Excerpted text section start

Resident’s £12,700 bill for dishonest claim

Date published: 15 April 2022


A local woman who submitted a dishonest compensation claim against Rochdale Borough Council has been ordered to pay legal fees of nearly £13,000.

The council defended a claim brought by Mary Brennan of Heywood, who claimed she had suffered a fractured ankle after falling into an open drainage grid.

The claim stated that on 7 May 2016 at approximately 7.30am she had been walking to a local newsagent when she fell down an uncovered hole. Various accounts referred to her falling into the narrow hole up to her waist, while another said it was so deep that only her head was showing.

The claimant was said to have been assisted by an apparently independent witness who claimed to have found her in the hole. The witness said after finding the claimant he had gone to her home and returned with her son to get her out and assist her back home. An ambulance was later called.

But the council spotted a number of holes in the concocted story and fought the claim utilising section 58 of the Highways Act (1980) on the basis that four days prior to the alleged incident the hole had been secured.

There were also inconsistencies between the initial claim, medical reports, proceedings, witness statements and the ambulance call transcript, which were highlighted during the hearing.

The judge found the claimant's explanation for a 90-minute delay between the time of the accident and the call for an ambulance unconvincing and the court was also sceptical about the witness and his explanation about how he came to be involved in the case.

Excerpted text section end
Recorded information section start

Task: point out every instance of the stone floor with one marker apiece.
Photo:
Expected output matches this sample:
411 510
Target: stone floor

Recorded information section end
Recorded information section start

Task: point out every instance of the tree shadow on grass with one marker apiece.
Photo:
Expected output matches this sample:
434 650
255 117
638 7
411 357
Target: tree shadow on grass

Recorded information section end

Actions to take
1. From the article about the dishonest compensation claim, write out everything from "But the council" down to "during the hearing.".
2. Write what comes next in the article about the dishonest compensation claim against Rochdale Borough Council, picking up after its final sentence.

Expected results
1.
But the council spotted a number of holes in the concocted story and fought the claim utilising section 58 of the Highways Act (1980) on the basis that four days prior to the alleged incident the hole had been secured.

There were also inconsistencies between the initial claim, medical reports, proceedings, witness statements and the ambulance call transcript, which were highlighted during the hearing.

2.
The claimant’s daughter also conceded that the care and assistance, for which a claim had been made, was care she was already providing. 

During the November 2020 trial, the judge accepted the council’s defence and accepted that everything had been done that could have been done, so the claim failed. The judge found that the independent witness, the claim for care and assistance and therefore the whole claim, to be ‘fundamentally dishonest.’

The claimant was recently ordered to pay the council’s legal fees totalling £12,786.48.

Julie Murphy, chief finance officer at Rochdale Borough Council said: "It is totally unacceptable to submit a false claim and then expect council tax payers to pay up. All insurance claims made against us are taken very seriously and thoroughly investigated.

"If we find discrepancies, as we did in this case, these can be used as evidence in court. This is public money and those who submit dishonest claims can end up paying all our costs.

"This case shows how expensive it can be trying to defraud the council and the borough’s council tax payers."